== Written task ==
Extract every line of the listing that contains the string "plate", matching case exactly.

[Shape boundary entries]
((

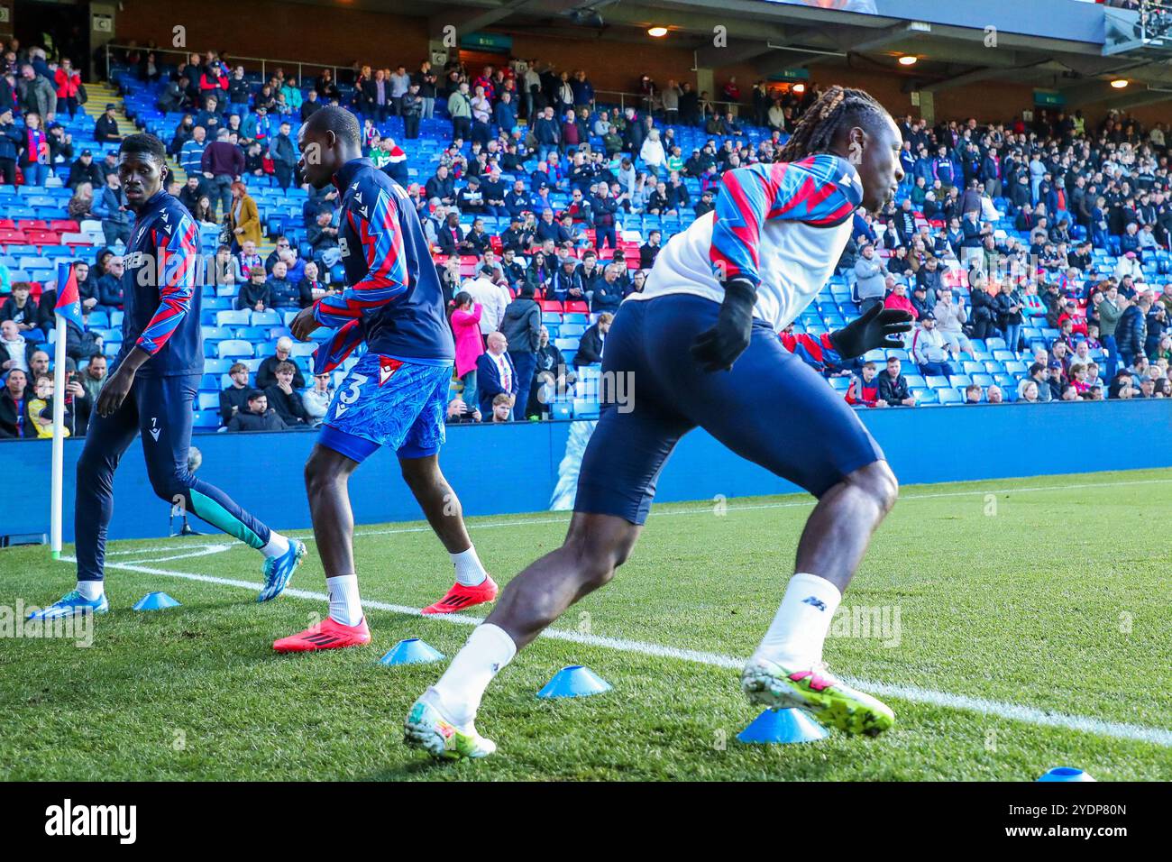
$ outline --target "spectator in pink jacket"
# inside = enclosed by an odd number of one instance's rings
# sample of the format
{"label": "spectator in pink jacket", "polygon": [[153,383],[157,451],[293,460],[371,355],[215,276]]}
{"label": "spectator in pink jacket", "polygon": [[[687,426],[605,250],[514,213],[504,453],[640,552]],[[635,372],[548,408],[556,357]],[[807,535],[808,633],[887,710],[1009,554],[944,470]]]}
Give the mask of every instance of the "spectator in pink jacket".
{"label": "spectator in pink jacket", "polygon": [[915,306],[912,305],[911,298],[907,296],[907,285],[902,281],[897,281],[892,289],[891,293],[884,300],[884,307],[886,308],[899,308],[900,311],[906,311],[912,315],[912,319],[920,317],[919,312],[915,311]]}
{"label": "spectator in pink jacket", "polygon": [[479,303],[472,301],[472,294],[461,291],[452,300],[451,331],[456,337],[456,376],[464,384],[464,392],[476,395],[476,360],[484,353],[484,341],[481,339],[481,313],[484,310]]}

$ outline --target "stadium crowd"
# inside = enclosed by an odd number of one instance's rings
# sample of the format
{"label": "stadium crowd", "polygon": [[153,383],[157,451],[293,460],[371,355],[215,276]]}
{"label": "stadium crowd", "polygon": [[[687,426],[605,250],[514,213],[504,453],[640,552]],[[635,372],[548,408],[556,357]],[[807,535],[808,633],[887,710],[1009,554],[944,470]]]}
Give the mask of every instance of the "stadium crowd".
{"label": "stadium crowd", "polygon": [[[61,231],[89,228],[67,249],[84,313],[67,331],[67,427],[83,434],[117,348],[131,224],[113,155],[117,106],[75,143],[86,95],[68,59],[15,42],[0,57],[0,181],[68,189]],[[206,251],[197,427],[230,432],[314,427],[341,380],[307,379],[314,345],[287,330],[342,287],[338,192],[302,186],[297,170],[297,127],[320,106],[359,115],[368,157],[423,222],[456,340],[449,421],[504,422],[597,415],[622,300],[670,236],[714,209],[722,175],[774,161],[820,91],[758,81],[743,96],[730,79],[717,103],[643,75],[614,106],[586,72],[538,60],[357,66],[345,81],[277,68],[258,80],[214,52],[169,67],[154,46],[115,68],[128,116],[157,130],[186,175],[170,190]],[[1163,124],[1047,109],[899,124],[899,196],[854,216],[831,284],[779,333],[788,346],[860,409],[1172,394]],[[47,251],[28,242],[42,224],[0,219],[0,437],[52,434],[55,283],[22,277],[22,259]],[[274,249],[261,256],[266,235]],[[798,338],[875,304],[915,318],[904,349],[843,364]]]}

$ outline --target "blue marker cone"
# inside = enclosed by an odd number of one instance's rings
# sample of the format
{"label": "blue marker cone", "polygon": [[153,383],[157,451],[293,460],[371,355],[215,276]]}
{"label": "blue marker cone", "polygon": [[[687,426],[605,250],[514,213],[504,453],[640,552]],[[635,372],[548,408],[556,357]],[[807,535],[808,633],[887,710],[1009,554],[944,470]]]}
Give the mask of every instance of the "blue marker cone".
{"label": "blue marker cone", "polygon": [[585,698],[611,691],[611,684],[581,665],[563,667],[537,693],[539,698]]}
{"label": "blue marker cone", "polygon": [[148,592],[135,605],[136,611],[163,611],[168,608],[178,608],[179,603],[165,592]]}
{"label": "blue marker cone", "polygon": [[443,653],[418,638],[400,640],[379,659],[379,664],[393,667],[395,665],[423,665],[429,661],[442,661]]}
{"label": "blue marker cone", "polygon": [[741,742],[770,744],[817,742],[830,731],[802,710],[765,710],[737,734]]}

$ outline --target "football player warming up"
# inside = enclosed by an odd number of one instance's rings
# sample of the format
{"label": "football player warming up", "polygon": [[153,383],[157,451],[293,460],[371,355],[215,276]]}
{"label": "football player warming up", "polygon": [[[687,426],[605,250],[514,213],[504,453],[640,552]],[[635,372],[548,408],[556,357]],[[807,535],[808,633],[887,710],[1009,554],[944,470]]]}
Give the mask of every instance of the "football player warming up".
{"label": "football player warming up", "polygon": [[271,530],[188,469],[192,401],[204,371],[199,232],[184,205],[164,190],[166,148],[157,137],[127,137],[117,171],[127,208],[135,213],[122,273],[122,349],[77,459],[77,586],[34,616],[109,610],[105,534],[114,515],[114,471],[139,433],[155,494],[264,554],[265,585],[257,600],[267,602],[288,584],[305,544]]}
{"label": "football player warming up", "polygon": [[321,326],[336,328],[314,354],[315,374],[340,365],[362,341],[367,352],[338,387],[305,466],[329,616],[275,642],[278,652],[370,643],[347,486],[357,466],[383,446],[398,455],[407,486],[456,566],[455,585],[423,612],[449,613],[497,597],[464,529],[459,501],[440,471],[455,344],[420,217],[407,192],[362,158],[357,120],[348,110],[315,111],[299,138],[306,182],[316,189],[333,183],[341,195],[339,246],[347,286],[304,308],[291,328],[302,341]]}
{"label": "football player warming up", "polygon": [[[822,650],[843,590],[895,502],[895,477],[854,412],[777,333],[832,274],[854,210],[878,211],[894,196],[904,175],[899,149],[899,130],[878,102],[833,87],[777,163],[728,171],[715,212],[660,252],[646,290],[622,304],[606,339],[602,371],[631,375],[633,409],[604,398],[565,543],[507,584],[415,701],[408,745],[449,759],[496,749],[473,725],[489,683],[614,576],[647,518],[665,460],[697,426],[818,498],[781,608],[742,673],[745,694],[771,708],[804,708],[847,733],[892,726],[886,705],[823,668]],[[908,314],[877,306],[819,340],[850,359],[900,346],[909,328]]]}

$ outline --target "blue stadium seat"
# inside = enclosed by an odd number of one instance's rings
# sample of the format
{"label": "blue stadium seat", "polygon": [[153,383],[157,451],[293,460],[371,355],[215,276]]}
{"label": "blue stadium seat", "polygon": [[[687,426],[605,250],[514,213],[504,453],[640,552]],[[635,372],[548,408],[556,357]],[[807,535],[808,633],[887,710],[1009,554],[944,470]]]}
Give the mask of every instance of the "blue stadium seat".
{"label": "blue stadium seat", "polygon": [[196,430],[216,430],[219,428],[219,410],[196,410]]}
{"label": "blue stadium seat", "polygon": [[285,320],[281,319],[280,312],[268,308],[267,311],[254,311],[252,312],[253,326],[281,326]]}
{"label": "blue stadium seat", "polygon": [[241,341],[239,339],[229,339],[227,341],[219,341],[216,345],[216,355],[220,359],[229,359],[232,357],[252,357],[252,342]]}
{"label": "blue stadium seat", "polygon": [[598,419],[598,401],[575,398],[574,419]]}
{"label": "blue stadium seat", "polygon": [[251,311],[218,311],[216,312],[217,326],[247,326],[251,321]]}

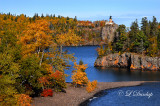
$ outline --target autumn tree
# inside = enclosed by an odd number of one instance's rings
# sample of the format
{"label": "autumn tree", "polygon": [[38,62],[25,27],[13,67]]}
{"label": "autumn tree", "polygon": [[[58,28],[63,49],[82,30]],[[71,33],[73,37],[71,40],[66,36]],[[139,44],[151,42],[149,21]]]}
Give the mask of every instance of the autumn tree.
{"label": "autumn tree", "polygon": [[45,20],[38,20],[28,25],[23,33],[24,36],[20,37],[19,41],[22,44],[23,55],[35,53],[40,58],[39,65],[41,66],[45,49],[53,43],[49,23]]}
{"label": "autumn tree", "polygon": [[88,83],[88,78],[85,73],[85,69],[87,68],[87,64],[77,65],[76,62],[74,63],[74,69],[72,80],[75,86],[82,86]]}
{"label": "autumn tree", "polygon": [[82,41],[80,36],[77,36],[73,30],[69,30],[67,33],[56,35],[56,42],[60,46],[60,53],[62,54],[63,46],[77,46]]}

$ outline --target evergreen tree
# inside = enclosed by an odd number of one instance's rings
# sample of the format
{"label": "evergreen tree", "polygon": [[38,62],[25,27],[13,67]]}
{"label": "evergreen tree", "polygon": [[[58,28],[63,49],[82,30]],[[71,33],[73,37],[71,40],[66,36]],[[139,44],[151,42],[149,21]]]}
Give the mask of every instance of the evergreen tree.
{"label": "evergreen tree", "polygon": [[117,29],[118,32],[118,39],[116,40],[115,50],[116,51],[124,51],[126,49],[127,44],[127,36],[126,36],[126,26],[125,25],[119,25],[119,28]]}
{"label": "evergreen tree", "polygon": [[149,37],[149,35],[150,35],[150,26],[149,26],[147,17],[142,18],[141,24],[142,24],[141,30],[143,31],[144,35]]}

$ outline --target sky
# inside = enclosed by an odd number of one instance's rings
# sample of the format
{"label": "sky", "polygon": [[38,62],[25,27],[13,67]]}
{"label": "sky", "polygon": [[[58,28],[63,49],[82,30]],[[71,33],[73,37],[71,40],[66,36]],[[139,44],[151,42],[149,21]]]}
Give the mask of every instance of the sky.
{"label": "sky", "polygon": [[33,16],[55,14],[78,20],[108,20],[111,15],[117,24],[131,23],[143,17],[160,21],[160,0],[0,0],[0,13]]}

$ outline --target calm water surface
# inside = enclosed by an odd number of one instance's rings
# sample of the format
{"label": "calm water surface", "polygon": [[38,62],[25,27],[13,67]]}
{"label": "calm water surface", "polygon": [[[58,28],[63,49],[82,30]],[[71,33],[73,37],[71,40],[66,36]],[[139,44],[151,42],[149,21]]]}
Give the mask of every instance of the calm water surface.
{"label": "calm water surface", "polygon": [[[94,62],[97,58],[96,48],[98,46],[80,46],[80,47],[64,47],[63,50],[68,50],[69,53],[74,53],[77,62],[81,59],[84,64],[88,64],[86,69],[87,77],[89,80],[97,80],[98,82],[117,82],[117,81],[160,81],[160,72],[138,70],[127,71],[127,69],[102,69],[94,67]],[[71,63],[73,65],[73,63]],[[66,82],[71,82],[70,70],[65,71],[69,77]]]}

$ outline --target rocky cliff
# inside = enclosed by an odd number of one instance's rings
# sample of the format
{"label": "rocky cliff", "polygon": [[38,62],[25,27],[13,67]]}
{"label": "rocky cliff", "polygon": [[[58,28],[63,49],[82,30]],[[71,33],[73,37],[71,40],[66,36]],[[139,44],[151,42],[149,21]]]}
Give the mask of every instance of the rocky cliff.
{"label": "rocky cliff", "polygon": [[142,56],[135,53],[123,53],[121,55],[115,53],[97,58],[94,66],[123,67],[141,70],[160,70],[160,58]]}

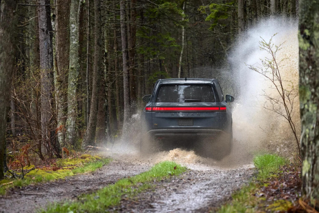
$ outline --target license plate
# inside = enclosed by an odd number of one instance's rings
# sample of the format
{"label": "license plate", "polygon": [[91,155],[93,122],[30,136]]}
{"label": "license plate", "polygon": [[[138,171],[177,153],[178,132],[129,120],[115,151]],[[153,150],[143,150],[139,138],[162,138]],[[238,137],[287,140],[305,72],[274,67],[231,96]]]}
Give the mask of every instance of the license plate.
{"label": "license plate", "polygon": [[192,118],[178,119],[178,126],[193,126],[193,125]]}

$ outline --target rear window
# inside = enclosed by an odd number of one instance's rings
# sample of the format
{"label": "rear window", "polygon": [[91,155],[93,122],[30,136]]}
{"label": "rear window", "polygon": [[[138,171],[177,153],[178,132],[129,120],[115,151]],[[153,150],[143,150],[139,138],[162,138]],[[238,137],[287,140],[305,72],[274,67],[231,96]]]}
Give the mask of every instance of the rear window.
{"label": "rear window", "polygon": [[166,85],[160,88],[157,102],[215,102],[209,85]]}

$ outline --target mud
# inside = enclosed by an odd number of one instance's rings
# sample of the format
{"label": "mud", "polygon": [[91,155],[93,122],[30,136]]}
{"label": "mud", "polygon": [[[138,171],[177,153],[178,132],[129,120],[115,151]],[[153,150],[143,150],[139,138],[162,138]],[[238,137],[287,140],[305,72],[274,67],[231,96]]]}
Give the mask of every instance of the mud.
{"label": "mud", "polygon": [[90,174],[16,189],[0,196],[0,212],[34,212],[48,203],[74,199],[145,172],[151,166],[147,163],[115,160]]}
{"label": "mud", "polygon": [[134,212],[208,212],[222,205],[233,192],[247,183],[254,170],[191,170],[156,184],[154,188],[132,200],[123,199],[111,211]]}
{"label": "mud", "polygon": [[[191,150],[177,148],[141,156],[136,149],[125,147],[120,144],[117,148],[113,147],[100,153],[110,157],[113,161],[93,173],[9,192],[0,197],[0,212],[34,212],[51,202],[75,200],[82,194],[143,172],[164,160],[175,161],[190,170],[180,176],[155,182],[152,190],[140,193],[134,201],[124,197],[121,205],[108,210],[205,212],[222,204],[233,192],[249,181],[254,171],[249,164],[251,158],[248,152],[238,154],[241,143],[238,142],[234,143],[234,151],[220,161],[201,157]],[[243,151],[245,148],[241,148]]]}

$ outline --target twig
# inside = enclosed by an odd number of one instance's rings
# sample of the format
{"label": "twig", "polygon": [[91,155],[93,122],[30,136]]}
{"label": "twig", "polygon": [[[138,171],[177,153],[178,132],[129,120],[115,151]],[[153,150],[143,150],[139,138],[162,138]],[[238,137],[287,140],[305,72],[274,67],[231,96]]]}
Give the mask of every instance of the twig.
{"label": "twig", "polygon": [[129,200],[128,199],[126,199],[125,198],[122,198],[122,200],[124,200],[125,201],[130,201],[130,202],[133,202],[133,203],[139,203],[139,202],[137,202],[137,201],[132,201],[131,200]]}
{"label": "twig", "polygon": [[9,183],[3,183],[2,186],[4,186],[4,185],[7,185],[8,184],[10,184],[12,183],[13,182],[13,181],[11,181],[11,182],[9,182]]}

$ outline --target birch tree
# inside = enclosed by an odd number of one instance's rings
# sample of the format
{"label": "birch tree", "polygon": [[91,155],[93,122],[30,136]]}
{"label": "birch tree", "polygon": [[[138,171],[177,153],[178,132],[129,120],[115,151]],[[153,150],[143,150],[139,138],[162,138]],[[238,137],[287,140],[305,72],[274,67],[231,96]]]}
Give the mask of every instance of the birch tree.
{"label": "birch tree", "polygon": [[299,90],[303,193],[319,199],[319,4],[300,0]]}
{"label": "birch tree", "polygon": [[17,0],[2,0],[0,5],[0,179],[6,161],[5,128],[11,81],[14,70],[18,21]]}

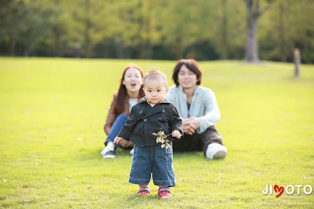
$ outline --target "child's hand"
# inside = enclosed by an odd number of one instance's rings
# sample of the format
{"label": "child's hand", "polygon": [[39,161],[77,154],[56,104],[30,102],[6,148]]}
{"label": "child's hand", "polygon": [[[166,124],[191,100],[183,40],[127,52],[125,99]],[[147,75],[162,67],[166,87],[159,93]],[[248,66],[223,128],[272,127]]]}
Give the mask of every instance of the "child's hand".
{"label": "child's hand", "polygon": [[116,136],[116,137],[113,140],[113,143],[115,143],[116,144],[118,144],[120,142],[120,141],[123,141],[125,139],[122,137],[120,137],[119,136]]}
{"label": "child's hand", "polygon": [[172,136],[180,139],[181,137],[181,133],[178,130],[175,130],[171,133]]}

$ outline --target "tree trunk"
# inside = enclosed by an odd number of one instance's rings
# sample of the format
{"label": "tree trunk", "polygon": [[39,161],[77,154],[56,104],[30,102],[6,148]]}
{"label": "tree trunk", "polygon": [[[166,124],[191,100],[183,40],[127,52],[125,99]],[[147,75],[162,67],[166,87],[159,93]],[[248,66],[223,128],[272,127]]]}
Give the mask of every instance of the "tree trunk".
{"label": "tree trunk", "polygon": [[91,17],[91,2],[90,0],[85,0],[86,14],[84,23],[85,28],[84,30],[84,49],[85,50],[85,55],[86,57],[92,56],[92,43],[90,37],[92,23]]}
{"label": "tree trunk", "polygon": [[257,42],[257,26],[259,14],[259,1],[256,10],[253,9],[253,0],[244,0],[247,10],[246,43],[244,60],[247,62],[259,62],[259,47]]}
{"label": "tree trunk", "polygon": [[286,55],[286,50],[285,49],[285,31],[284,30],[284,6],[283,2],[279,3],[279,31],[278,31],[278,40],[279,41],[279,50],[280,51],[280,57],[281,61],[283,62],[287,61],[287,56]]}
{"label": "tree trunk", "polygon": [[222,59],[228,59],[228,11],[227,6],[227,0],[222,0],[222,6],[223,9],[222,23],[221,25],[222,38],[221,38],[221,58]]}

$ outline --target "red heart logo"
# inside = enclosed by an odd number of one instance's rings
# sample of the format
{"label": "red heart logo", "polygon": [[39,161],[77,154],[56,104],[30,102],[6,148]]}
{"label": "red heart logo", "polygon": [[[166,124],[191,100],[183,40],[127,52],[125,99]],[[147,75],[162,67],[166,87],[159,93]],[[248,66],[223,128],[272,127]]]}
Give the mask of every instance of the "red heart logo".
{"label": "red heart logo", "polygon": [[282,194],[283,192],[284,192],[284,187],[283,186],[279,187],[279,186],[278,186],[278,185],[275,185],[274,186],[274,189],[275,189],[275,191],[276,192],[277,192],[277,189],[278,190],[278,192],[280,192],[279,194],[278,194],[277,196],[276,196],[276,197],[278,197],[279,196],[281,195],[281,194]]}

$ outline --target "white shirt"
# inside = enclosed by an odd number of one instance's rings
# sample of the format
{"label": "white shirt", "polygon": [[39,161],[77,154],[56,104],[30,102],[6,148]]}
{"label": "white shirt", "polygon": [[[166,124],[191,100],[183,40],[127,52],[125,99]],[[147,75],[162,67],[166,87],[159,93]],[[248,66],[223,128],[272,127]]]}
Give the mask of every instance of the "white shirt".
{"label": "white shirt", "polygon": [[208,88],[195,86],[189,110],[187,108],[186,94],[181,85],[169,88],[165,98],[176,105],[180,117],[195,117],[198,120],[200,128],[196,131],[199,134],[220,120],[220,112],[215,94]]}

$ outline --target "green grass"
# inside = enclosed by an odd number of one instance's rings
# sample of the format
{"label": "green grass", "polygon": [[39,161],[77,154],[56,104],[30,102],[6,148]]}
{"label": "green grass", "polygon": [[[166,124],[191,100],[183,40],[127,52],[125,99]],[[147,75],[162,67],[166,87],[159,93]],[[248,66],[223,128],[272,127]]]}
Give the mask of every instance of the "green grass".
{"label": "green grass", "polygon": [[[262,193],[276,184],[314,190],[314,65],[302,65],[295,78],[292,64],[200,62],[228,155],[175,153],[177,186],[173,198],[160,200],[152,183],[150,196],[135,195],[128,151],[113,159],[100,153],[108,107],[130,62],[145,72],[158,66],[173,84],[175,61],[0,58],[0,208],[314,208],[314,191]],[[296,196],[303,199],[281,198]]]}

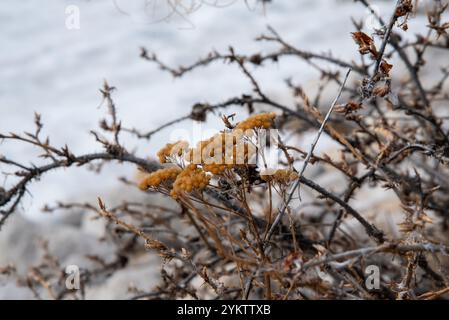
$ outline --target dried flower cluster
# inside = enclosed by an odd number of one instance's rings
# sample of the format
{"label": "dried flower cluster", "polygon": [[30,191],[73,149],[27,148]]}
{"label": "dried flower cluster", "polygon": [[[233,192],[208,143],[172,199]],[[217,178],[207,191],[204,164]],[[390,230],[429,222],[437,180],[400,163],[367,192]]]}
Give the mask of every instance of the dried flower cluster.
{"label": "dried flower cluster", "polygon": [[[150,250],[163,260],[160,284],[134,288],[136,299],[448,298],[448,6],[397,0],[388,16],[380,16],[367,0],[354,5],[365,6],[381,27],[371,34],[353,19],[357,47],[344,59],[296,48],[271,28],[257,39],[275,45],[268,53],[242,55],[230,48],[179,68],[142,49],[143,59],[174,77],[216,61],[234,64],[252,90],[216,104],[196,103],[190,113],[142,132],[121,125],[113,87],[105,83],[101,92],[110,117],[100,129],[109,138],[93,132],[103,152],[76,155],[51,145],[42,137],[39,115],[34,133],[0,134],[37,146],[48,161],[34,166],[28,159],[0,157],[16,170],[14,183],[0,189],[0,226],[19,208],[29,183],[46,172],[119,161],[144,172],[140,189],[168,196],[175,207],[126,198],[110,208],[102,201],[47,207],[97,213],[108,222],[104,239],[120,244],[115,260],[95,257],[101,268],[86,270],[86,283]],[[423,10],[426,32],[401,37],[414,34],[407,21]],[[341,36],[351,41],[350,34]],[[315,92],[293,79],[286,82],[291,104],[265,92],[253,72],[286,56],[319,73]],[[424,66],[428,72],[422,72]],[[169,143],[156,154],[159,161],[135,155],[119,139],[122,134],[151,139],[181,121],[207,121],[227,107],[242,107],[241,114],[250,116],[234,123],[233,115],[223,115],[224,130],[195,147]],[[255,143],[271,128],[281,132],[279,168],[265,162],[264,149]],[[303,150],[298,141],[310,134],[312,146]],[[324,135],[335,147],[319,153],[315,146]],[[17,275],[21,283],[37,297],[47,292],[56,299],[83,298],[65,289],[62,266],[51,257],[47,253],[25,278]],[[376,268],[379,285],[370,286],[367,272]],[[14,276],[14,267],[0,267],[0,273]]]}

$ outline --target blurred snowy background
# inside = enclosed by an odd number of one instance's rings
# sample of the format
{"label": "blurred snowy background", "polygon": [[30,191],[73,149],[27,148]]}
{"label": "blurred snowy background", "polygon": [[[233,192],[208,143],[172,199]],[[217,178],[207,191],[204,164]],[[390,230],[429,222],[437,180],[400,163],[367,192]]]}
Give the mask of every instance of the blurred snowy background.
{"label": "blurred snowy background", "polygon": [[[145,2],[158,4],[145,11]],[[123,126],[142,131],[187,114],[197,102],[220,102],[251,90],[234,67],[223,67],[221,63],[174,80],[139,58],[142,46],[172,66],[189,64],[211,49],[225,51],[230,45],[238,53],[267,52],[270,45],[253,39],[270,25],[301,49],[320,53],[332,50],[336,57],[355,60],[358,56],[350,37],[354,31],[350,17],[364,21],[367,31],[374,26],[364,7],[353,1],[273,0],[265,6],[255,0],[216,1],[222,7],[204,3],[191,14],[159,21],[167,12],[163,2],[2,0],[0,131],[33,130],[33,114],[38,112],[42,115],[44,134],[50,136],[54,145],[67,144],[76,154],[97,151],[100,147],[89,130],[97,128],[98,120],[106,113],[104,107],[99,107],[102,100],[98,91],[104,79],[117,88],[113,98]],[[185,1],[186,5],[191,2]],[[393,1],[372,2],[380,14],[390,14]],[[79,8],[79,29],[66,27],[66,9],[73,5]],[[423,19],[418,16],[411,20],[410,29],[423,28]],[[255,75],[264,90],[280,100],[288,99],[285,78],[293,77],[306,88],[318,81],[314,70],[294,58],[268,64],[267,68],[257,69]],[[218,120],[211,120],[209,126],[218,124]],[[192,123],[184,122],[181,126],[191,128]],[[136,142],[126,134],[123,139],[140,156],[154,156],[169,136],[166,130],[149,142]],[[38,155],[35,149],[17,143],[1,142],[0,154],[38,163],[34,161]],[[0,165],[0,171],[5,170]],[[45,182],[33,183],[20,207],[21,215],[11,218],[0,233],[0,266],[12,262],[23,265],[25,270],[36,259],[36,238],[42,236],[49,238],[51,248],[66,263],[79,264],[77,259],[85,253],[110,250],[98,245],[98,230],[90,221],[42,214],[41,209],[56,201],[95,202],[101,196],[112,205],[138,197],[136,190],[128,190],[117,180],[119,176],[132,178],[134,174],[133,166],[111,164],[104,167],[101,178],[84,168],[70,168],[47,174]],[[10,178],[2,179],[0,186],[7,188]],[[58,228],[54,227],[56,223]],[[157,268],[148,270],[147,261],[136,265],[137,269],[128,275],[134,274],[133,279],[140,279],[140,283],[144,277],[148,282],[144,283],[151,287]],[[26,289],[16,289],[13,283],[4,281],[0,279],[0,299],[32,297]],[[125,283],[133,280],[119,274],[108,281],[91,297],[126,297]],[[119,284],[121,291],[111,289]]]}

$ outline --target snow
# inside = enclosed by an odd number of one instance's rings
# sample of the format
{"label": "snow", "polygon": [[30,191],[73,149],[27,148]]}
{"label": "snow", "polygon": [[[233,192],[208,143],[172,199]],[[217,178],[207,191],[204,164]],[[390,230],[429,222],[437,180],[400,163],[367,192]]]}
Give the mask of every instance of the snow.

))

== Exercise solution ==
$ outline --target license plate
{"label": "license plate", "polygon": [[91,155],[93,122],[30,136]]}
{"label": "license plate", "polygon": [[[138,171],[177,153],[178,132],[129,120],[115,151]],[[153,150],[143,150],[139,138],[162,138]],[[238,137],[287,140],[305,72],[274,67],[231,96]]]}
Give the mask of every instance of the license plate.
{"label": "license plate", "polygon": [[192,118],[178,119],[178,126],[193,126],[193,125]]}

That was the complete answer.